** Start of The input **

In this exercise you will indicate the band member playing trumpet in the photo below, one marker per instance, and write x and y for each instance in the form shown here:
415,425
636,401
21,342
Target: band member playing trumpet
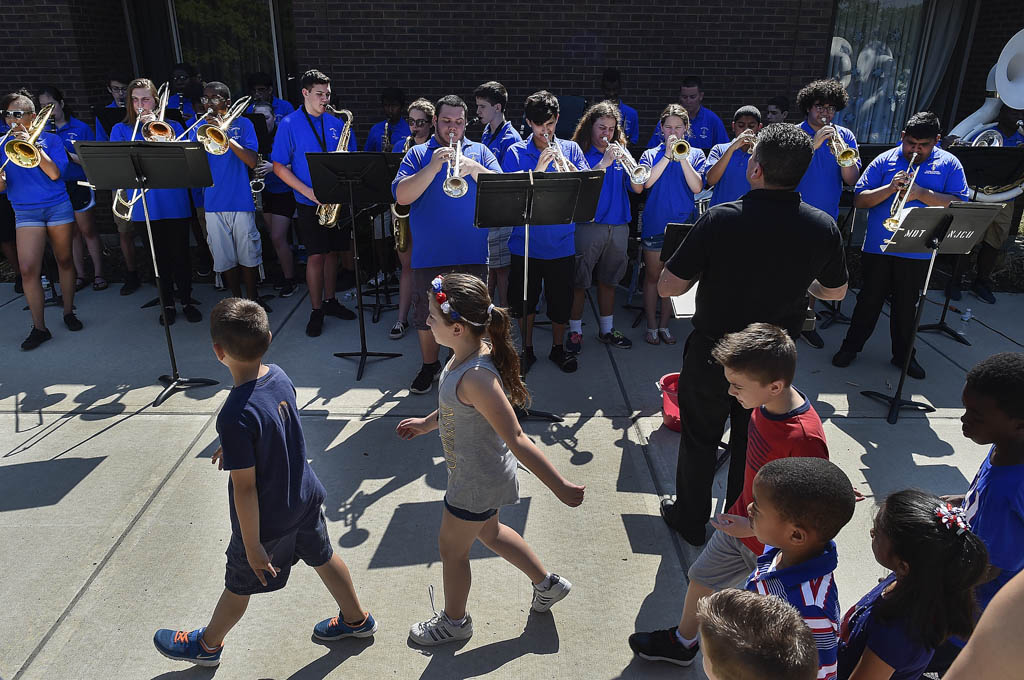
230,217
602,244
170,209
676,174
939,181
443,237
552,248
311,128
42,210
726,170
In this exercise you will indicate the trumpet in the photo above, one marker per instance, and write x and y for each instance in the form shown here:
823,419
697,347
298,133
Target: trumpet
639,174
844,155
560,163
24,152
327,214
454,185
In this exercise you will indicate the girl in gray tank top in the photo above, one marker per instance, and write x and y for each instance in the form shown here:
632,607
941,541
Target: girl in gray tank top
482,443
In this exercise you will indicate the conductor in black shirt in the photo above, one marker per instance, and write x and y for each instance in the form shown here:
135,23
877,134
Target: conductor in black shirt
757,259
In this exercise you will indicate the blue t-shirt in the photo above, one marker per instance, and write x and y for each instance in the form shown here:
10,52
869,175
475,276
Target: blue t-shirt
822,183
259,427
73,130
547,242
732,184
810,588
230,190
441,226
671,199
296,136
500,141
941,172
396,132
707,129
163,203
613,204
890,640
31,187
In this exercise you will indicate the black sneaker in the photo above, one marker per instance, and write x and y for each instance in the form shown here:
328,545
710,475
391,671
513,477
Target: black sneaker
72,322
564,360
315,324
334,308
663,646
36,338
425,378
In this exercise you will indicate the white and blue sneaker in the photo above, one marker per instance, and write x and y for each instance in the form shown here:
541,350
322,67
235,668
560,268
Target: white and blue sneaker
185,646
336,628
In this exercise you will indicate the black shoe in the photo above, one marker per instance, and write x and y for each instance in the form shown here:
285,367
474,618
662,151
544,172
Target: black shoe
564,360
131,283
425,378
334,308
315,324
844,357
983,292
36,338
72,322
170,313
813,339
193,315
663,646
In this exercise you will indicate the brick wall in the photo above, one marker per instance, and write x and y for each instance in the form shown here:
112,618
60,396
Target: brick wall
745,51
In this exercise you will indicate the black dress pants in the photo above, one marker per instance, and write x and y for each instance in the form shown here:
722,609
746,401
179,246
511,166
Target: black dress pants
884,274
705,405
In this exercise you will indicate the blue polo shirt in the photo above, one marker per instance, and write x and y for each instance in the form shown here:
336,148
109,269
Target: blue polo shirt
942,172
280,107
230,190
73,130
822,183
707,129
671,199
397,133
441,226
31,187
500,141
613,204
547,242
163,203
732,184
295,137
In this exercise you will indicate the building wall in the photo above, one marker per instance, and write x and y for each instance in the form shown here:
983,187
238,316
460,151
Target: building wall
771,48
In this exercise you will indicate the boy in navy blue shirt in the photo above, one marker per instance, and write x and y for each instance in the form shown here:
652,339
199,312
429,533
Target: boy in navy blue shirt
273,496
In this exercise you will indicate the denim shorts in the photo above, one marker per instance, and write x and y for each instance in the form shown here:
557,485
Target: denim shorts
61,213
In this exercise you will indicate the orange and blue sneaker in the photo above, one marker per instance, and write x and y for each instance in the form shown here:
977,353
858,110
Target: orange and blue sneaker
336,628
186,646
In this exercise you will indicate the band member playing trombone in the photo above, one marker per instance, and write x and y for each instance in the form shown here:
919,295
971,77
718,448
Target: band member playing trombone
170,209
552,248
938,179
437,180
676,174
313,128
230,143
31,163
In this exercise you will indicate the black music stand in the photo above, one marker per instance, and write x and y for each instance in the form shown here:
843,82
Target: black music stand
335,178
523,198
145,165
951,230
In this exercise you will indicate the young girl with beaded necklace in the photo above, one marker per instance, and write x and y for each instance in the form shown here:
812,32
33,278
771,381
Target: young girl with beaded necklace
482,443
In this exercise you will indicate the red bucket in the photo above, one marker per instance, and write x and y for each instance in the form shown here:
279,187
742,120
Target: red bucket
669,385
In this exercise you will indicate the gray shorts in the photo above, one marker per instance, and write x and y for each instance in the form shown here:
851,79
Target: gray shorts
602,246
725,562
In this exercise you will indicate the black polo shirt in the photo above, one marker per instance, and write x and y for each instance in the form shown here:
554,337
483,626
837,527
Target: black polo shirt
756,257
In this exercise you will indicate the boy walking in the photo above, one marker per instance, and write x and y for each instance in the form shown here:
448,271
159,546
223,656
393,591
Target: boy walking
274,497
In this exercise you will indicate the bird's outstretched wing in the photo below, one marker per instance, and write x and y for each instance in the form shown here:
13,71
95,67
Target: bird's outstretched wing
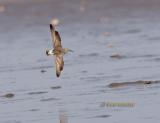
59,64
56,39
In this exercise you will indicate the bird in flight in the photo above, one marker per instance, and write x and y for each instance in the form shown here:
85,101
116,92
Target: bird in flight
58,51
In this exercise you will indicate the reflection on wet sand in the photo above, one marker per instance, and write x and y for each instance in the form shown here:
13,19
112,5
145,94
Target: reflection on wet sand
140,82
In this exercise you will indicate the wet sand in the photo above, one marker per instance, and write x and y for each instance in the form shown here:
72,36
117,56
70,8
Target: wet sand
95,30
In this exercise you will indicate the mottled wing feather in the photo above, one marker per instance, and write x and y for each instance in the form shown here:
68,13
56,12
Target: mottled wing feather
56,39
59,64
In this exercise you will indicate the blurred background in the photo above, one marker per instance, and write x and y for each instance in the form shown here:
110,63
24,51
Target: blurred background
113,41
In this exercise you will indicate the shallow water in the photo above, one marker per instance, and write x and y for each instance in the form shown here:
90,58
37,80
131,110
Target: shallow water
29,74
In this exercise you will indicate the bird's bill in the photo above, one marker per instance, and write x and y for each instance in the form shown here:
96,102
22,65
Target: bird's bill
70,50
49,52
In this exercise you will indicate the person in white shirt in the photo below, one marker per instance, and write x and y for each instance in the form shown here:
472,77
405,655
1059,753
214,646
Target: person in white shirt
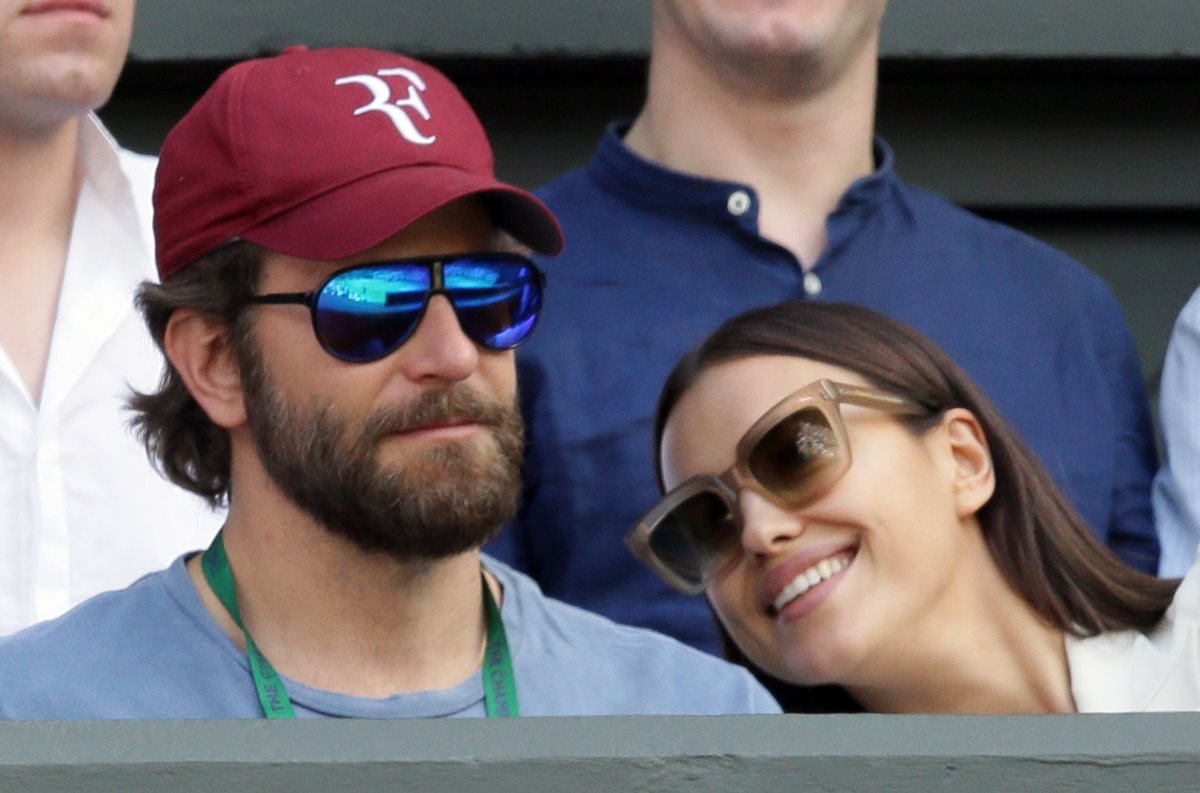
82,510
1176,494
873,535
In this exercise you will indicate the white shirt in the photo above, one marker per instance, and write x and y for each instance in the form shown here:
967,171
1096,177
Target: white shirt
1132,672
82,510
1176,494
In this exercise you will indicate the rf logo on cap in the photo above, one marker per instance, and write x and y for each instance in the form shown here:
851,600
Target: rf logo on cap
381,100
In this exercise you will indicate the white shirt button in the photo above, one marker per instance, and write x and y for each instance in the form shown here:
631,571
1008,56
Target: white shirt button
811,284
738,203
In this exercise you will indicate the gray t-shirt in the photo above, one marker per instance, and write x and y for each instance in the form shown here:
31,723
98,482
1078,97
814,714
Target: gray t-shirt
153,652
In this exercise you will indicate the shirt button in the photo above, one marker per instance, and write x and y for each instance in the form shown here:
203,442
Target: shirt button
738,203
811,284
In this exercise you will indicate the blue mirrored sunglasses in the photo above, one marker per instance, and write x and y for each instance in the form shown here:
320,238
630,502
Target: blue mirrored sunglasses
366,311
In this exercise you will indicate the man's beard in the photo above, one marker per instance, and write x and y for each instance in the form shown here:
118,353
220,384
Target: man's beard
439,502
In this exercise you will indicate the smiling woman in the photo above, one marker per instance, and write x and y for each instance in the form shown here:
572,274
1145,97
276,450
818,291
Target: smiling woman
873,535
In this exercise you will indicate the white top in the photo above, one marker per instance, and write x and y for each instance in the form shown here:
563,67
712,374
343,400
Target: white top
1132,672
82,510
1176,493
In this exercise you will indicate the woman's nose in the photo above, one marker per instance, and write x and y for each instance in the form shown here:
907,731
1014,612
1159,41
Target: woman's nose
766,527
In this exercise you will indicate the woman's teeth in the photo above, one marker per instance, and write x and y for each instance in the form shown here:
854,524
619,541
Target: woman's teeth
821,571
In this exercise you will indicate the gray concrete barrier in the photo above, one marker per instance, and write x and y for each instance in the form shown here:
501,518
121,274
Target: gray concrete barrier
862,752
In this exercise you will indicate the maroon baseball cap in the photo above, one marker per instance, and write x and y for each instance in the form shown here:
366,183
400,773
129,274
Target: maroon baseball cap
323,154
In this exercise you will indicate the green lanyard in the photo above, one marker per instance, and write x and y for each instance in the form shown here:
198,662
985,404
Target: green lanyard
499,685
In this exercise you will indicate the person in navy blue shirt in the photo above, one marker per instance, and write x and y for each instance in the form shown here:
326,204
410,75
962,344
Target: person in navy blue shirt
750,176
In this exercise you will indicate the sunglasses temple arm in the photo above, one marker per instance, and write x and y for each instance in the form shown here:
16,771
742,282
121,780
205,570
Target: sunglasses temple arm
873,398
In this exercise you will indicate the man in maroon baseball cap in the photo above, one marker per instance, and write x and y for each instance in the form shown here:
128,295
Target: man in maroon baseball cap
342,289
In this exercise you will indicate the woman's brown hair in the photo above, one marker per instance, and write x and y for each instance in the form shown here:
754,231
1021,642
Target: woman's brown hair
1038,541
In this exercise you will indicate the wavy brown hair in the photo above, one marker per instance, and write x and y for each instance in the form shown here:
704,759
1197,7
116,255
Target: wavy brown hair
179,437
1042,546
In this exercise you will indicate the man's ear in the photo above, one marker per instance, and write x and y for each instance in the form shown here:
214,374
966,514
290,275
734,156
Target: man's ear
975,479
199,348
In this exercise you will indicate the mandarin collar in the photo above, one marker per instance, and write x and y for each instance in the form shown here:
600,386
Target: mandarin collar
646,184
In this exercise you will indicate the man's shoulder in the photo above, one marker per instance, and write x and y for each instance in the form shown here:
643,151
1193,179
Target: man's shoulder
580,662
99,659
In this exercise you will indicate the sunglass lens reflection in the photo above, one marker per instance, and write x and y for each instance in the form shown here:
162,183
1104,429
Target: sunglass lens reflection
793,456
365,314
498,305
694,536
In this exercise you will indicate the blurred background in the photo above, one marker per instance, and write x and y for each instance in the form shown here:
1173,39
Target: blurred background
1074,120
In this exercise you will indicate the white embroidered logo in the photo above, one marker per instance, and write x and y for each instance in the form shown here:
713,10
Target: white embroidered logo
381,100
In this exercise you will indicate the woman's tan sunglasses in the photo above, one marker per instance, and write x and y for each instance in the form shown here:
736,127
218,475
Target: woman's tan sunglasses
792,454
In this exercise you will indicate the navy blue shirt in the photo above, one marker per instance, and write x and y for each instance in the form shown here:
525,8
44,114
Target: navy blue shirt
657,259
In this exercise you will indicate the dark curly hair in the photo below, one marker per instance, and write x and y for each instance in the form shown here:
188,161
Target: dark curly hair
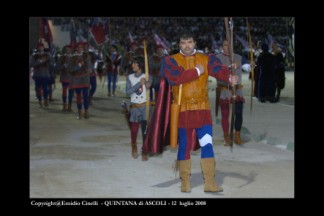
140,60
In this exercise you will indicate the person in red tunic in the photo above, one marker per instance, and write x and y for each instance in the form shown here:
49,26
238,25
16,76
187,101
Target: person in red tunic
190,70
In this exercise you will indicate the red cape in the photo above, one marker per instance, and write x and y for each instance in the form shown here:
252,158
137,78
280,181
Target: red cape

** End of The input **

Stated task: Output only the lines running from the line with "In this exercise you will indicate the mandarin" through the last line of the entries above, inclusive, with pictures excluded.

Full output:
In this exercise you will indicate the mandarin collar in the photo above, one marker per instance, and write x and y for each instance in the form shown here:
600,386
Target: mandarin collar
646,184
In this exercise you will indicate the man's shoulder in the photo above, one marker per instance, and write x and y for each instance in the form shown here:
643,151
1193,179
Target: man's shoulder
580,662
99,659
In this exercise you will indicate the sunglass lens reflection in the photo above, one marker per instance, and write x and y for each instance in the form shown here:
162,183
1104,429
Target: sunglass lens reflection
793,456
365,314
498,305
694,536
In this exercise you will indicate the blurred background in the photo above, one marker per instance, and write x and y for each instance in the form shown here:
1173,39
Target: blurred background
1074,120
In this exercise you will indicate the white embroidered logo in the photo above, one marker per instance, and write x and y for each instance in the form shown here:
713,10
Target: white embroidered logo
381,100
In this exercise you will indicate the woman's tan sunglasses in the photo above, one marker per instance, and write x and y for each instance in the form shown here:
736,127
218,475
Target: woman's tan sunglasses
792,454
In this exercise you will indicate the navy blue shirt in the photo above, one marker per instance, and write x and y for each instance in the form shown here:
525,8
44,114
Target: navy blue shirt
657,259
In this exercise you will indicate the dark curly hair in the photo below, one marker per instance, and write x and y for each instance in the form shown here:
188,161
Target: dark curly hair
140,60
In this exercise you will indicate the person in red tunic in the photo above, one marker per instance, and write x and y for each instance in the form shown here:
49,26
238,25
16,76
187,101
Target: person in red tunic
190,70
In this exercise you will indicate the red cape in the photo above, one marker per instance, and write x and y for each instance in the form shown here:
252,158
137,78
280,181
Target: red cape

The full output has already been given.